## WORK TO BE COMPLETED
All that should appear is the run of lines from the one containing "Target: puppy nose" through the end of the records, each repeated exactly.

## GIVEN DATA
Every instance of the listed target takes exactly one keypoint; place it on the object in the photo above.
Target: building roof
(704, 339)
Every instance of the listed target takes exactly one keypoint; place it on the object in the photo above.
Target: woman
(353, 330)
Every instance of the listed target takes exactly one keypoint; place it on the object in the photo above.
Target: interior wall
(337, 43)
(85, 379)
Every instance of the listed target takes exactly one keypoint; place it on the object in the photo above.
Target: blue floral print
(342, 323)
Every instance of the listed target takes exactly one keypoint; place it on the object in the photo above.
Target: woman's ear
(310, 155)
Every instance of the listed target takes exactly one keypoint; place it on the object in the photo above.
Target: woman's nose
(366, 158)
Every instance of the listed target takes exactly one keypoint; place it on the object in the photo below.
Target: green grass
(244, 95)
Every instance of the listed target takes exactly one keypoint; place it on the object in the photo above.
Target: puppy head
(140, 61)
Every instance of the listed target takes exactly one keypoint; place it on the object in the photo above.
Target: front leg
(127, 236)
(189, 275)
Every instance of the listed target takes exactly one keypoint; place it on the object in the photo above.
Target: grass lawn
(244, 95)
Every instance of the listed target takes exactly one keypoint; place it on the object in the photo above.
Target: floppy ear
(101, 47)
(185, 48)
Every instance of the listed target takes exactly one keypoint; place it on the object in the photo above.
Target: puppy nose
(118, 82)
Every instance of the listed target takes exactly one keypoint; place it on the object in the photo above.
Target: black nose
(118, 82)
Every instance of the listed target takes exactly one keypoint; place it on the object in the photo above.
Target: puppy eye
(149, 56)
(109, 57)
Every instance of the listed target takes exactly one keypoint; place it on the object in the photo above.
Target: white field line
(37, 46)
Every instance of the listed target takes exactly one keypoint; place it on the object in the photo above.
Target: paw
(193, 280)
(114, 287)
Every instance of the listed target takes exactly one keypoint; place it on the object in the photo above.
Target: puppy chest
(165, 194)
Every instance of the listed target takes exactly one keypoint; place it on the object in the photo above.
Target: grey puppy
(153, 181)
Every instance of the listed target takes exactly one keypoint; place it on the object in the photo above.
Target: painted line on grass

## TASK OUTPUT
Target: puppy nose
(118, 82)
Every instance of the listed target takes exactly one keypoint; place it on the object in the photo above.
Target: black nose
(118, 82)
Every instance of the listed target takes exactly one keypoint; place it on the object in the photo above.
Target: puppy eye
(149, 56)
(109, 57)
Every instance of the listed target takes exactly one keypoint; place it on the object in the photo above.
Target: white field line
(37, 46)
Every instance of the listed target takes exactly one keypoint; place it on the object in the photo above.
Target: paw
(193, 280)
(114, 287)
Every instance of the listed target takes exactly one keypoint; place it on the object in the photo above.
Target: puppy chest
(165, 194)
Every instance of the listed target takes exactly one keypoint; place it on the object in the photo above.
Target: grey puppy
(153, 181)
Every instance of the listed target takes exactly one keypoint; place it on the object in the photo above.
Target: painted line on grass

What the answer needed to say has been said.